─── Listing
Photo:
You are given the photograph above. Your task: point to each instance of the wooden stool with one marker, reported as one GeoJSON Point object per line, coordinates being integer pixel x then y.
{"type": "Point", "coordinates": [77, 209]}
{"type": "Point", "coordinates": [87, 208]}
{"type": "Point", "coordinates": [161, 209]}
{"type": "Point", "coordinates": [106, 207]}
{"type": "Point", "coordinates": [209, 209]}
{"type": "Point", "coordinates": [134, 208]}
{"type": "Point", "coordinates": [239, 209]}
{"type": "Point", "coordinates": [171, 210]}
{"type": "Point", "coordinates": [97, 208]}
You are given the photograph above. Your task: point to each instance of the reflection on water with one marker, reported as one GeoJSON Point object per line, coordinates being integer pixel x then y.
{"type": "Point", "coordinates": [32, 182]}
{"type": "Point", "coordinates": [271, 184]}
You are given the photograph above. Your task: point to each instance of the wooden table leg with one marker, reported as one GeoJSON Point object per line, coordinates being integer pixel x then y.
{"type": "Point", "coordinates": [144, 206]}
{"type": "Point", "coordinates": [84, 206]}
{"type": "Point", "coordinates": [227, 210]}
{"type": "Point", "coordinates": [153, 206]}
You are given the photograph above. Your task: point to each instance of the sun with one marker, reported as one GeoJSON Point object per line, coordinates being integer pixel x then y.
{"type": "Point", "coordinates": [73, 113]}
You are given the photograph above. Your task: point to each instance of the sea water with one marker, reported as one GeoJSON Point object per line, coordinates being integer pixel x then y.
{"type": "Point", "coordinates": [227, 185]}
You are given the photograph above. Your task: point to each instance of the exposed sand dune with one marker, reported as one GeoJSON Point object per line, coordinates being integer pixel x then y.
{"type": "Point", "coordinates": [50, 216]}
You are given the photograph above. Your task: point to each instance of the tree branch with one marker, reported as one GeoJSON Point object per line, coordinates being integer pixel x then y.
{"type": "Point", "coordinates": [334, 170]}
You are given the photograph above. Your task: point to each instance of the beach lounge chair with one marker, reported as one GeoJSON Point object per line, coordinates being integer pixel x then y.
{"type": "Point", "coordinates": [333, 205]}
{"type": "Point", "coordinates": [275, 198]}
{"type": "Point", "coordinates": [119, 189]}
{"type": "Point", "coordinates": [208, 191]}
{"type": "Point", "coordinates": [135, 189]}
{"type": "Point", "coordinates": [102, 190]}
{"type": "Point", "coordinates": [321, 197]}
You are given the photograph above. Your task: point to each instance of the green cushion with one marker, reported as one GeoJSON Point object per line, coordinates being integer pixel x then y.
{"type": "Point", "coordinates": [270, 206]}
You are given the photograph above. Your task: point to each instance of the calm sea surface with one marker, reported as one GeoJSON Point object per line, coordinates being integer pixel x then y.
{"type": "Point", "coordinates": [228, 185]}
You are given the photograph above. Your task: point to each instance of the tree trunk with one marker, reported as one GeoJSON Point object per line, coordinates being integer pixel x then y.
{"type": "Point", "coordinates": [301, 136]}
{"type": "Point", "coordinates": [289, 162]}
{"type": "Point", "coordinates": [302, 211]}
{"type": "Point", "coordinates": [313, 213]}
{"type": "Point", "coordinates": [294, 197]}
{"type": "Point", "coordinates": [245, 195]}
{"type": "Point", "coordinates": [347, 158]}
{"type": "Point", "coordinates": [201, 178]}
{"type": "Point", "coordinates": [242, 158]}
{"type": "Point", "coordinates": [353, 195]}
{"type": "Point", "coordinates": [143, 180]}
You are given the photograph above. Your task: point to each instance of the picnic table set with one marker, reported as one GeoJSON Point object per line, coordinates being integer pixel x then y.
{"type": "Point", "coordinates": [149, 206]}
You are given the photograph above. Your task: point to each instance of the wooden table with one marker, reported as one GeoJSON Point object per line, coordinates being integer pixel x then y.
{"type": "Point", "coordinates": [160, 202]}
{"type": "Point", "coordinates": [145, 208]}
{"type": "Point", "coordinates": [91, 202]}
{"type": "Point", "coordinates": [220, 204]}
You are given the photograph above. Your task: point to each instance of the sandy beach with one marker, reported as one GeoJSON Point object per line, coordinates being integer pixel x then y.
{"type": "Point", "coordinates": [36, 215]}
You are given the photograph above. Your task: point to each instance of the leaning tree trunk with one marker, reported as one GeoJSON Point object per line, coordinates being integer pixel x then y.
──────
#### Request:
Working from the material above, retype it in its entirety without change.

#### Answer for this exercise:
Photo:
You are given the photograph above. Your task: point to each instance of the wooden stool with one marker, reported as one GeoJSON Point object per line, coordinates being integer pixel x then y.
{"type": "Point", "coordinates": [77, 209]}
{"type": "Point", "coordinates": [87, 208]}
{"type": "Point", "coordinates": [161, 209]}
{"type": "Point", "coordinates": [106, 207]}
{"type": "Point", "coordinates": [209, 209]}
{"type": "Point", "coordinates": [134, 208]}
{"type": "Point", "coordinates": [239, 209]}
{"type": "Point", "coordinates": [171, 210]}
{"type": "Point", "coordinates": [97, 208]}
You are given the photograph above. Your task: point to each instance of the reflection on water with one marker, reported as one GeoJSON Point object per line, coordinates being integer pixel x then y.
{"type": "Point", "coordinates": [32, 182]}
{"type": "Point", "coordinates": [271, 184]}
You are given the photograph above. Your task: point to each instance of the wooden table leg with one marker, reported as one GeoJSON Point object per line, coordinates being integer pixel x then y.
{"type": "Point", "coordinates": [144, 206]}
{"type": "Point", "coordinates": [84, 206]}
{"type": "Point", "coordinates": [227, 210]}
{"type": "Point", "coordinates": [153, 206]}
You are given the photograph above. Your task: point to each instance of the sun with one marker, reported as one GeoJSON Point object per line, coordinates being integer pixel x then y.
{"type": "Point", "coordinates": [73, 113]}
You are given the photograph above. Your task: point to each instance of the sea water with one marker, reported as one GeoJSON Point object per line, coordinates being integer pixel x then y.
{"type": "Point", "coordinates": [227, 185]}
You are given the photograph above. Your task: point to each instance of the exposed sand dune with one marker, reported as one GeoJSON Point object per line, coordinates being integer pixel x then y.
{"type": "Point", "coordinates": [50, 216]}
You are given the photograph above. Your task: point to each instance of the tree branch with one marker, reported as one GeoJSON Point object per line, coordinates being integer pixel x then y.
{"type": "Point", "coordinates": [334, 170]}
You are given the photograph above. Your task: point to each instance of the beach lounge chair with one marker, reported as one GeoJSON Point object per line, coordinates being integer pixel x then y.
{"type": "Point", "coordinates": [333, 205]}
{"type": "Point", "coordinates": [275, 198]}
{"type": "Point", "coordinates": [119, 189]}
{"type": "Point", "coordinates": [208, 191]}
{"type": "Point", "coordinates": [135, 189]}
{"type": "Point", "coordinates": [102, 190]}
{"type": "Point", "coordinates": [321, 197]}
You are given the photograph above. Your task: point to each instance of the green cushion with one marker, reported as one GeoJSON Point object per line, coordinates being integer pixel x then y.
{"type": "Point", "coordinates": [270, 206]}
You are given the photograph above. Your task: point to each instance of the calm sea surface with one marker, reported as one GeoJSON Point object per line, coordinates being integer pixel x then y.
{"type": "Point", "coordinates": [228, 185]}
You are given the photograph above. Your task: point to each instance of the tree trunk with one marker, reported as one GeoJSON Point object per line, coordinates being integer pixel x then y.
{"type": "Point", "coordinates": [301, 136]}
{"type": "Point", "coordinates": [289, 162]}
{"type": "Point", "coordinates": [302, 211]}
{"type": "Point", "coordinates": [313, 213]}
{"type": "Point", "coordinates": [294, 197]}
{"type": "Point", "coordinates": [245, 195]}
{"type": "Point", "coordinates": [347, 158]}
{"type": "Point", "coordinates": [201, 178]}
{"type": "Point", "coordinates": [242, 158]}
{"type": "Point", "coordinates": [353, 195]}
{"type": "Point", "coordinates": [143, 180]}
You are given the photograph above. Your task: point to each instance of the picnic table set with one marker, reported as one GeoJSON Point object per line, coordinates being integer pixel x then y.
{"type": "Point", "coordinates": [149, 206]}
You are given the photograph above. Your task: point to each instance of the wooden table with one marker, reported as one GeoJSON Point object per line, coordinates being integer pixel x then y.
{"type": "Point", "coordinates": [160, 202]}
{"type": "Point", "coordinates": [145, 208]}
{"type": "Point", "coordinates": [91, 202]}
{"type": "Point", "coordinates": [220, 204]}
You are given the photograph above. Your task: point to each instance of the sandy beach with one marker, reported as one GeoJSON Point object per line, coordinates being integer pixel x then y.
{"type": "Point", "coordinates": [36, 215]}
You are given the photograph above. Your task: point to each instance of the leaning tree trunk with one marker, reported as one GeoJSON Point object per line, coordinates being integer pixel x then y.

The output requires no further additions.